> **Recorded information**:
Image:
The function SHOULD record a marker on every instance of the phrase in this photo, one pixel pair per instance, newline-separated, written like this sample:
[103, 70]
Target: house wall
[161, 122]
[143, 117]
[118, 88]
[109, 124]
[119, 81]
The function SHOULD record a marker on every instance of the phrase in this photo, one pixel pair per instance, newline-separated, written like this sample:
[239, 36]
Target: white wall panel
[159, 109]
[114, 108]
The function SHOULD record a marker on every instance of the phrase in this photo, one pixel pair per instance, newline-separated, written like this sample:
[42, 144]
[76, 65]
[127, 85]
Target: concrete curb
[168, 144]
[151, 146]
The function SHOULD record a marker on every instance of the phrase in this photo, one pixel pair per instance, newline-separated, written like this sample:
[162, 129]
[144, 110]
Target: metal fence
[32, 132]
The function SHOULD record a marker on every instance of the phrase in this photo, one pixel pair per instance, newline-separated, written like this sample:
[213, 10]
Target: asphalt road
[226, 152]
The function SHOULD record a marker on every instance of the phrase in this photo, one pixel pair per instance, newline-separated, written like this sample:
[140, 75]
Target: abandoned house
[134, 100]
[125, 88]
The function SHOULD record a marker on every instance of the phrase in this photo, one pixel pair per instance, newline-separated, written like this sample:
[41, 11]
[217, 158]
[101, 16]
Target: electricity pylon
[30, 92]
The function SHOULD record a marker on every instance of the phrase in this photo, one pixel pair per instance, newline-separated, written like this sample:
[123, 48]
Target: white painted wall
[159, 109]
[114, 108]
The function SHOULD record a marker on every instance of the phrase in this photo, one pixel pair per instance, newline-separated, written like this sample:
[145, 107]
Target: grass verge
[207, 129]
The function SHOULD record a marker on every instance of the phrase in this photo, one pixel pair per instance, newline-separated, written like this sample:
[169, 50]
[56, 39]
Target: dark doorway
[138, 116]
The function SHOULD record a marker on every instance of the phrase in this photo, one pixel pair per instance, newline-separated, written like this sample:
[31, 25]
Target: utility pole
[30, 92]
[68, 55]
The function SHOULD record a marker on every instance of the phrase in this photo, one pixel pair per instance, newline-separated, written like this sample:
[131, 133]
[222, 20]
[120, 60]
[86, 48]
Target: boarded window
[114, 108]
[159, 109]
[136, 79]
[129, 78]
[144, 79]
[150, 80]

> **Do this**: Every record above must be duplicated exactly.

> **Exercise result**:
Image:
The function SHOULD record a marker on every instance of the phrase in this photo, one pixel pair per instance, newline-separated, written like this sample:
[103, 70]
Target: house wall
[161, 122]
[143, 117]
[118, 88]
[109, 124]
[119, 81]
The function SHOULD record a marker on every instance of the phrase in this photo, one pixel pair per instance, newline-separated, written like this sample:
[239, 36]
Target: white wall panel
[159, 109]
[114, 108]
The function SHOULD record a marker on every instance of the phrase in this photo, one pixel pair per instance, newline-separated, written like this sample:
[42, 144]
[76, 65]
[127, 85]
Target: concrete curb
[168, 144]
[151, 146]
The function SHOULD record a marker on every instance of the phrase in this photo, one pixel pair per instance, newline-separated, written like this sample:
[162, 129]
[144, 110]
Target: metal fence
[32, 132]
The function SHOULD record a marker on every instance of the phrase in this photo, one pixel pair per instance, newline-separated, written like this sample:
[213, 10]
Target: asphalt road
[226, 152]
The function SHOULD record a marker on every instance of the phrase in this photo, one pixel pair per instance, newline-separated, written like this sample:
[140, 75]
Target: abandoned house
[134, 100]
[125, 88]
The function SHOULD record a marker on every instance of the phrase in this photo, one pixel pair per instance, newline-separated, written like this sample:
[41, 11]
[217, 158]
[101, 16]
Target: electricity pylon
[30, 92]
The function SHOULD record a marker on every instance of the phrase in this photo, one pixel pair per instance, newline-separated, written like this sample:
[123, 48]
Target: white painted wall
[159, 109]
[114, 108]
The function SHOULD record a marker on every instance of the phrase in this photo, one pixel pair per instance, newline-separated, written like this sample:
[145, 107]
Target: grass verge
[207, 129]
The function SHOULD record a marker on every instance of the phrase in this photo, one pixel pair per instance, newline-separated, written like this sample:
[169, 50]
[56, 39]
Target: dark doorway
[138, 116]
The function SHOULD record a marker on every instance of the phrase in this photo, one pixel pair per instance, newline-separated, written like this sample:
[31, 25]
Target: utility pole
[30, 92]
[68, 55]
The function SHOULD record a marker on every instance of the phrase in this photo, one pixel pair per instance, newline-separated, written like this sample:
[131, 133]
[222, 20]
[120, 60]
[86, 48]
Target: boarded window
[114, 108]
[159, 109]
[136, 79]
[129, 78]
[144, 79]
[150, 80]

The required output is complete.